▸ Passage:
-=-=-=-=-

Fortunately, some shortcuts can speed up the process: as with determining personal values, testing is effective. Welch has her students take an online aptitude assessment to pinpoint their abilities. “Are you a generalist? Are you a specialist? Are you a diagnostic problem-solver or a process supporter? There are eight big cognitive aptitudes, and [a test can] save you years of doing the wrong kind of work or not dividing the work properly if you’re an entrepreneur,” Welch explains.
Related: These 5 Skills Are Critical for Success and Career Advancement
There’s another simple way for someone to figure out what they’re good at: asking those around them. Most people never experience that level of feedback unless they’re in a corporate setting with 360 reviews — and even then, the process can be a shock, Welch says.
“When I did it for the first time, I was sent away to a leadership program when I’d been promoted to a leadership position,” Welch recalls, “and the guy next to me got his 360 back and he looked at it and said, ‘Oh, you’ve given me back the feedback for the wrong person.’ And they were like, ‘Nope.'”
Welch also created a tool called PI 360 — an easy, inexpensive way for people to receive feedback.
“If you find what you’re really, really good at, you’re more likely to make money there faster.”
Of course, there’s also the case where people do know what their aptitudes are — but don’t necessarily want to accept them. The conflict often presents itself with aspiring entrepreneurs who want to start and grow their businesses, but might not have the skills they need to be successful, Welch says.
“You may not have all the stuff it takes,” Welch explains, “the ability to write down losses, the nerves of steel, the stamina. The skills and actions that are required for entrepreneurs are different from all others. You may be in love with the romance of entrepreneurship, but not actually be fully loaded for it. And that’s very important to find out.”

-=-=-=-=-

▸ Material supplied:
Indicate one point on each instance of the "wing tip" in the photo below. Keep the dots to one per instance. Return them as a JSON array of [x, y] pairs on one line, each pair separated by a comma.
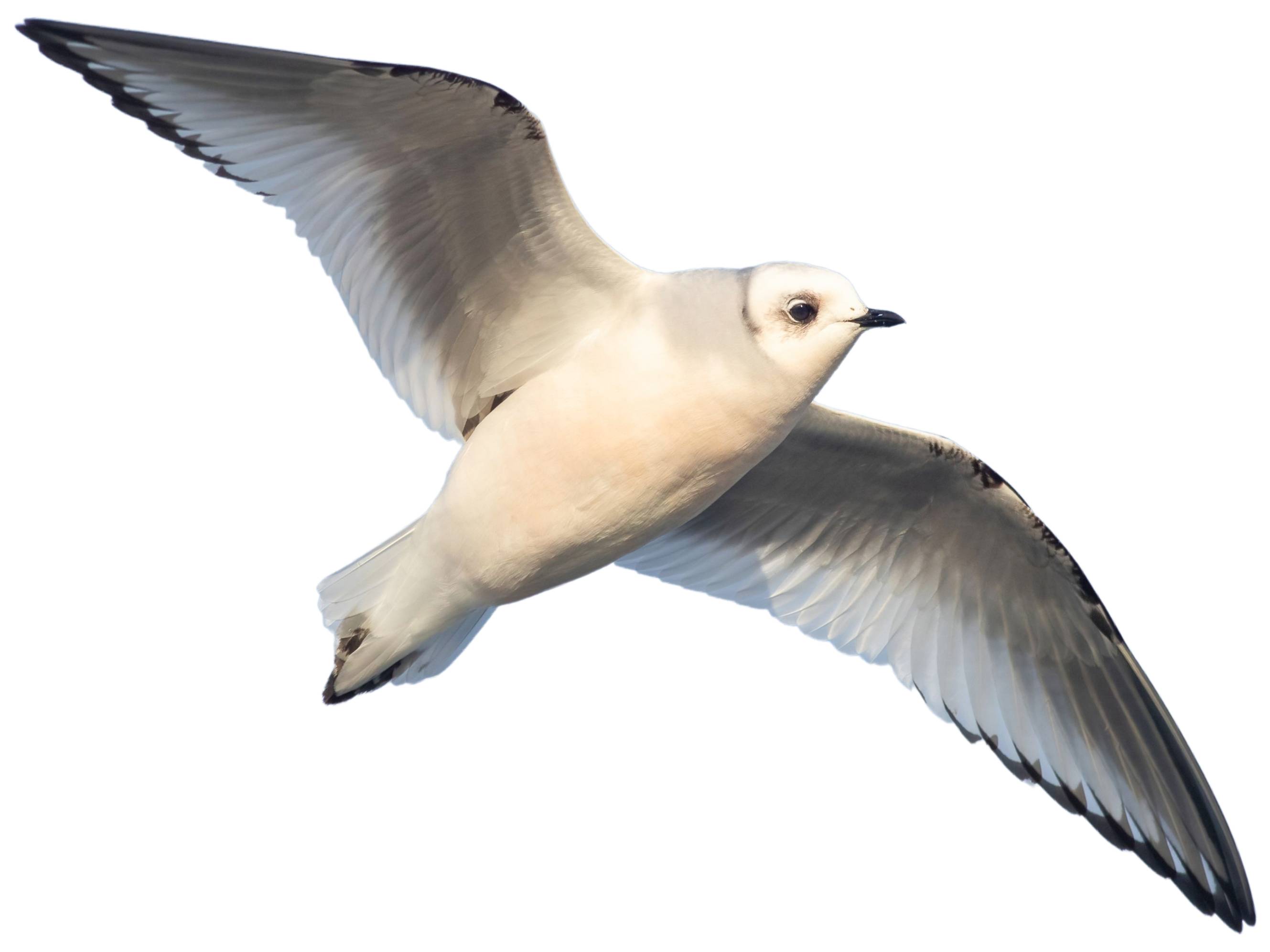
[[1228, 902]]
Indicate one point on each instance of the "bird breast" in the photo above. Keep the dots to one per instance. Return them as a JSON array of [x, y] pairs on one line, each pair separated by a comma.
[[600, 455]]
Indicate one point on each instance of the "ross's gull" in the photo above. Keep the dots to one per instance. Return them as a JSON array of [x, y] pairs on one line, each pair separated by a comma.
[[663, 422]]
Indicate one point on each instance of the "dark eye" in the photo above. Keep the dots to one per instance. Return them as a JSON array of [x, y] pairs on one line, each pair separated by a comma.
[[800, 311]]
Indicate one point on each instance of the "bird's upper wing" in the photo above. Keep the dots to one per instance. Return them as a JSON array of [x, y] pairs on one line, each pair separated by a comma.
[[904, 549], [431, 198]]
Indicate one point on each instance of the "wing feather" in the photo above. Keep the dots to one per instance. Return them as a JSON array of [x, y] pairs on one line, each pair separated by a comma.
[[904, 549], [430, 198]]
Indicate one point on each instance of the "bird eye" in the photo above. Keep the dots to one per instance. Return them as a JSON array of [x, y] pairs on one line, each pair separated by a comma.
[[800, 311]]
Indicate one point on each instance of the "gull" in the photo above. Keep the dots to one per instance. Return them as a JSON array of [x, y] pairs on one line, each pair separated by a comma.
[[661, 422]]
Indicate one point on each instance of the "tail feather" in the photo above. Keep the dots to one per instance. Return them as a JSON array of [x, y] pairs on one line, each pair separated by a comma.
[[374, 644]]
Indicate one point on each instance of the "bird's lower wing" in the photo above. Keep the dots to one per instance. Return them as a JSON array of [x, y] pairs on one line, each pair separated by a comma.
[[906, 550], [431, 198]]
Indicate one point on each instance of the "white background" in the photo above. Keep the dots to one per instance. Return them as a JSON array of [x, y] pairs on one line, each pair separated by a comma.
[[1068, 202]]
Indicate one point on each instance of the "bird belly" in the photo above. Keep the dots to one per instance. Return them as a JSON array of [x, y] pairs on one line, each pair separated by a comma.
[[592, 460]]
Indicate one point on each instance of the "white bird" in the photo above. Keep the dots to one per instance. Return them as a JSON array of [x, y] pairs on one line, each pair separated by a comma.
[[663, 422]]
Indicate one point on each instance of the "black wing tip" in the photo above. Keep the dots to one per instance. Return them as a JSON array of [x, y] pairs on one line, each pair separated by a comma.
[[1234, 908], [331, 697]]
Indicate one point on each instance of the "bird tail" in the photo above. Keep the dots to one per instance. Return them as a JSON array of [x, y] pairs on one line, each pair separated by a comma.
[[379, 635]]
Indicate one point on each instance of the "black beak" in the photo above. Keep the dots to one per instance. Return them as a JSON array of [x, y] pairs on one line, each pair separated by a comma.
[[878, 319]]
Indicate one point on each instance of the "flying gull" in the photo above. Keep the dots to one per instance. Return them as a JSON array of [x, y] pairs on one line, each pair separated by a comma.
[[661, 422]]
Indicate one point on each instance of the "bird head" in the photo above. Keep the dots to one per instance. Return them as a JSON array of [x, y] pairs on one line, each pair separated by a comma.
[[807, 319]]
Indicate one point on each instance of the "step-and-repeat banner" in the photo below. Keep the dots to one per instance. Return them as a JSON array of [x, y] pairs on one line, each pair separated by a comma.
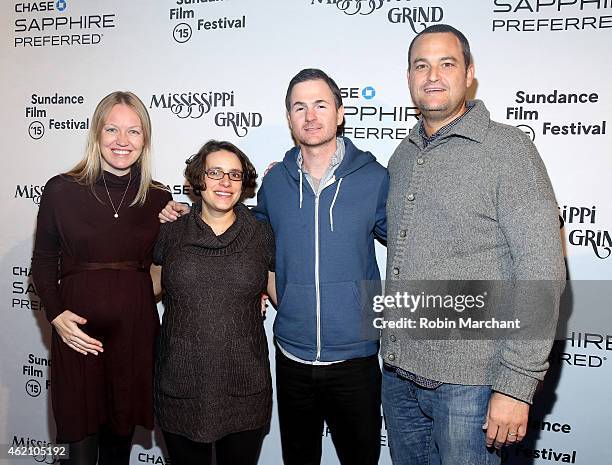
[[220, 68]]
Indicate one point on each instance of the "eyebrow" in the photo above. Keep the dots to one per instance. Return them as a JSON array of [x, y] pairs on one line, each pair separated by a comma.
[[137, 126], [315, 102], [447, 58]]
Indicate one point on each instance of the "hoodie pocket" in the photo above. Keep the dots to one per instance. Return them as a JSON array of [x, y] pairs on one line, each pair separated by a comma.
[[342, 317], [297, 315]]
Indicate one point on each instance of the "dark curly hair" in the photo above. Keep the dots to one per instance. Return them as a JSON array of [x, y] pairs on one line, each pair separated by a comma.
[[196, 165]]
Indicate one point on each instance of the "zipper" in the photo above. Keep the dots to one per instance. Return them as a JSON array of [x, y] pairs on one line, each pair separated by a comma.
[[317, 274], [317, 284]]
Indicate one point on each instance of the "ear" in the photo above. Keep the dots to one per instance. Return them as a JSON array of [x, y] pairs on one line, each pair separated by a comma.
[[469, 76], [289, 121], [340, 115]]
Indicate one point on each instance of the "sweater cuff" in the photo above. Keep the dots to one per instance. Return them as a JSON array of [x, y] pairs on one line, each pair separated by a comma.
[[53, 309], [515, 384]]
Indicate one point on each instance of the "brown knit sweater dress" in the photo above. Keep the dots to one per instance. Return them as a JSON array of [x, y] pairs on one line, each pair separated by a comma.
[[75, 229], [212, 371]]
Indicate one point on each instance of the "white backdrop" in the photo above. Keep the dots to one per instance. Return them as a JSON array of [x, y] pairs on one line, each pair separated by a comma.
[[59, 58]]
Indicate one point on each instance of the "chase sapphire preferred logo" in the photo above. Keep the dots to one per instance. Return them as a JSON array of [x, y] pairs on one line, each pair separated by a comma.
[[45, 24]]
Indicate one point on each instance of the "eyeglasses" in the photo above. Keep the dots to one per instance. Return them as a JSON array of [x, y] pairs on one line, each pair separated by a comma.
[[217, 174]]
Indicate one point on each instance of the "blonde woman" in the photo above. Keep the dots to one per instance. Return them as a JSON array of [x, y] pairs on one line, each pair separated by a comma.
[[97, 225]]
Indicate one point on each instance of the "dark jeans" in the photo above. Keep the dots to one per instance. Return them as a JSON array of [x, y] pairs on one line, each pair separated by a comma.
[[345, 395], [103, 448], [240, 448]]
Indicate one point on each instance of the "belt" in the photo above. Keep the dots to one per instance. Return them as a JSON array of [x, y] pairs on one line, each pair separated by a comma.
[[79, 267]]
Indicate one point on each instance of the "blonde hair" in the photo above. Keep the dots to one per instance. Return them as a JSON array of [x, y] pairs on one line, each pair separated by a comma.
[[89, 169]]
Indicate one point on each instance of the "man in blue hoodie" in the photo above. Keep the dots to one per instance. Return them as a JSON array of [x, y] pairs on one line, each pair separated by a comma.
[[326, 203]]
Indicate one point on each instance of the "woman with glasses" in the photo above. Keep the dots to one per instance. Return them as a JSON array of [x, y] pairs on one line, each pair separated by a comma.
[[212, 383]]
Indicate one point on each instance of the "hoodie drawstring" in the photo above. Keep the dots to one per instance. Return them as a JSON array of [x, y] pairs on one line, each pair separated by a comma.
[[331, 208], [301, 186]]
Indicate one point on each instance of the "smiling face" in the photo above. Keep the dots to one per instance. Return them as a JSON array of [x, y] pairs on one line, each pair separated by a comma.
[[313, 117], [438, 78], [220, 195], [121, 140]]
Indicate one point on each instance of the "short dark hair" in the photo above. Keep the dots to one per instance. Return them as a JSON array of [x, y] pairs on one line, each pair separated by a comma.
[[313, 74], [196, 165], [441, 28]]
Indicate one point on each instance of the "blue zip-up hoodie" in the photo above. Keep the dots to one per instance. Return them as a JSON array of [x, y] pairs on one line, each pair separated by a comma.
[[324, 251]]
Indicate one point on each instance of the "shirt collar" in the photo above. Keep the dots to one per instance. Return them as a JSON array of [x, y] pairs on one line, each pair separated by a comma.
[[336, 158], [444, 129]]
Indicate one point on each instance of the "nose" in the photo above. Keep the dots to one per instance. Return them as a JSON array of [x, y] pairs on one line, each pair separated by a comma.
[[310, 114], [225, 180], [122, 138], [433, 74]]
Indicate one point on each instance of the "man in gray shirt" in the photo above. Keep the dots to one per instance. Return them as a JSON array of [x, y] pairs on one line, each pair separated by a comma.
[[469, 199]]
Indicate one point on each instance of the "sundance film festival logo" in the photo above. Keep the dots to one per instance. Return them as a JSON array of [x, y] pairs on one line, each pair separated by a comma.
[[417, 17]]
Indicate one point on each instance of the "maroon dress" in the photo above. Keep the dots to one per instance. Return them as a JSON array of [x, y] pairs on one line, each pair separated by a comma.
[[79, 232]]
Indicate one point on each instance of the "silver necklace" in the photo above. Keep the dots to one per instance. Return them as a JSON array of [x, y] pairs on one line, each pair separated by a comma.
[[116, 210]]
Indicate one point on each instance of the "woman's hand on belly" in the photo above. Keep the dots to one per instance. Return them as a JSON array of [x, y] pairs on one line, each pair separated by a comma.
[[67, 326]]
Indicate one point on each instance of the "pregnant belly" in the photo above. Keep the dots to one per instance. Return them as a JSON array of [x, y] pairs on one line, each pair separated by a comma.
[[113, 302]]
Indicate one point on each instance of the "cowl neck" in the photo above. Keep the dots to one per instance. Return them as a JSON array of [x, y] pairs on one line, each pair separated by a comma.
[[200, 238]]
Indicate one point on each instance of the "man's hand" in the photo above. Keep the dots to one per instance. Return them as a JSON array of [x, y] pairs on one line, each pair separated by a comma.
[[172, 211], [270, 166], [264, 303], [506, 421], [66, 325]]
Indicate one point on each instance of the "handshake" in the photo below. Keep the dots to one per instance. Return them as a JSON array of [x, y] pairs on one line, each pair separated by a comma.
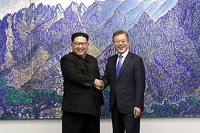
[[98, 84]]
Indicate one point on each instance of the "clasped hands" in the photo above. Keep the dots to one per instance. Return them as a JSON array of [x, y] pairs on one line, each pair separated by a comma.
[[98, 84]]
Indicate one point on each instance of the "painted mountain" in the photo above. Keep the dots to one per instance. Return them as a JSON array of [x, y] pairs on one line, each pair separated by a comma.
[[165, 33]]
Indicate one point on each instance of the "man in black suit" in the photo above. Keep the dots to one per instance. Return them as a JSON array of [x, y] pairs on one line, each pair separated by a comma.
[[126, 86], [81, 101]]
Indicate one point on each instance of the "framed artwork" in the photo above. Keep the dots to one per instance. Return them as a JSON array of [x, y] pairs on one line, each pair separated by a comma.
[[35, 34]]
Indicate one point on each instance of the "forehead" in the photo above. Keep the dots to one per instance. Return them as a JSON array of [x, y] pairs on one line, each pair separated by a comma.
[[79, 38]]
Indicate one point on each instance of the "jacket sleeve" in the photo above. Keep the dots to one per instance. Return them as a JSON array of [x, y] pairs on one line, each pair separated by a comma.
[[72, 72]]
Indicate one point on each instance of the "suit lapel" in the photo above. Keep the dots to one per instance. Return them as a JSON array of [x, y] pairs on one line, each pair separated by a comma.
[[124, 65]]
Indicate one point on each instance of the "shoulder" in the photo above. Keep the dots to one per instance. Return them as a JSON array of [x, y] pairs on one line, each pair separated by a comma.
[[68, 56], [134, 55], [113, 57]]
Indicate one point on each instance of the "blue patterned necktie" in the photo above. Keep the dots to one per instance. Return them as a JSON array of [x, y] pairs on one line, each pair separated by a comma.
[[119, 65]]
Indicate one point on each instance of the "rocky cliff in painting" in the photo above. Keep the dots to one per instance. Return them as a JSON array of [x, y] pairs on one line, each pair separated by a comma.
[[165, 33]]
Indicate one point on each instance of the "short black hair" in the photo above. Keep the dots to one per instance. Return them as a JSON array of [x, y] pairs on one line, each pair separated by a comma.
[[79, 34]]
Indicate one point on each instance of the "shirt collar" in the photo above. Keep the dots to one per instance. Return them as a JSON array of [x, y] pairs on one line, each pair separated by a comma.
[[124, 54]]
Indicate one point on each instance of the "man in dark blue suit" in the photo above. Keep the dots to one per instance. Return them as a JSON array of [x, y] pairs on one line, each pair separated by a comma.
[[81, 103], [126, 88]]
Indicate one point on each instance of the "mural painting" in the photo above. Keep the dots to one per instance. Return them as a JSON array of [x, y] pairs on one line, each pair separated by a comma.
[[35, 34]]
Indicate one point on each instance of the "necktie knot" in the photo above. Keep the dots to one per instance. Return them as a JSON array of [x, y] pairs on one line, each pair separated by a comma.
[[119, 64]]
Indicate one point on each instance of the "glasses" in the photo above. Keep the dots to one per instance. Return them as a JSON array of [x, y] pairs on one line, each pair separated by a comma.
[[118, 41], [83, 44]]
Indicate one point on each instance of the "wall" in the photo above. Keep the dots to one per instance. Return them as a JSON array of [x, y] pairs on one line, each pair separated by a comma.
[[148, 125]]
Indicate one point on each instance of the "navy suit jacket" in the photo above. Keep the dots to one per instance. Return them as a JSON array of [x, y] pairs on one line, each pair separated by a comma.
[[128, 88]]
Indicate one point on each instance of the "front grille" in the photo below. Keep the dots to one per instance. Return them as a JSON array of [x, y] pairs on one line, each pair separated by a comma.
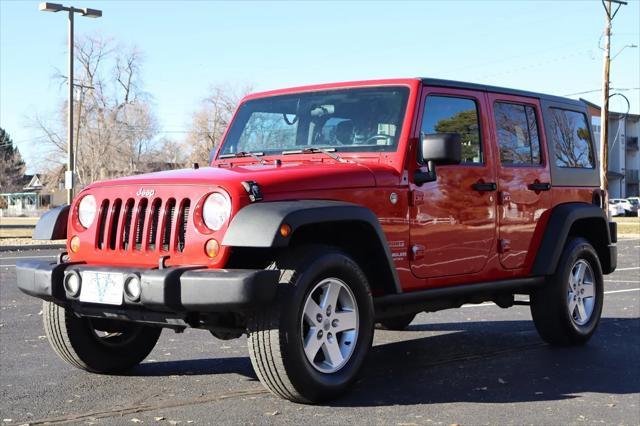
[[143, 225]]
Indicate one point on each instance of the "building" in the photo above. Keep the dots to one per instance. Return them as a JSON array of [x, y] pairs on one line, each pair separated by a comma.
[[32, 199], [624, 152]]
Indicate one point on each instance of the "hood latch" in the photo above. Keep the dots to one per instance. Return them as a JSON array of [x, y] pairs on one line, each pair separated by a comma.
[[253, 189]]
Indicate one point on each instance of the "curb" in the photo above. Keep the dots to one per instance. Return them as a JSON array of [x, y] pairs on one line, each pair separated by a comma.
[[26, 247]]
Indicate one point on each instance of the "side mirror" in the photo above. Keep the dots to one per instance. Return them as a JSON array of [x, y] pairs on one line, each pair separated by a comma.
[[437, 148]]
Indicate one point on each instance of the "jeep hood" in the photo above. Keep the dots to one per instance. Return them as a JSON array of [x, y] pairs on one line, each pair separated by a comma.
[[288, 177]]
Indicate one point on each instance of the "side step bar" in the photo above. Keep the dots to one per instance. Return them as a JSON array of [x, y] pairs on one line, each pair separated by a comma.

-=-=-=-=-

▸ Exercise A:
Retype the portion of the passage on identifying aptitudes that opens with the words "Welch also created" and closes with "successful, Welch says.".
▸ Exercise B:
In the passage on identifying aptitudes, what tool did Welch create to give people an easy, inexpensive way to receive feedback?

▸ Exercise solution A:
Welch also created a tool called PI 360 — an easy, inexpensive way for people to receive feedback.
“If you find what you’re really, really good at, you’re more likely to make money there faster.”
Of course, there’s also the case where people do know what their aptitudes are — but don’t necessarily want to accept them. The conflict often presents itself with aspiring entrepreneurs who want to start and grow their businesses, but might not have the skills they need to be successful, Welch says.

▸ Exercise solution B:
PI 360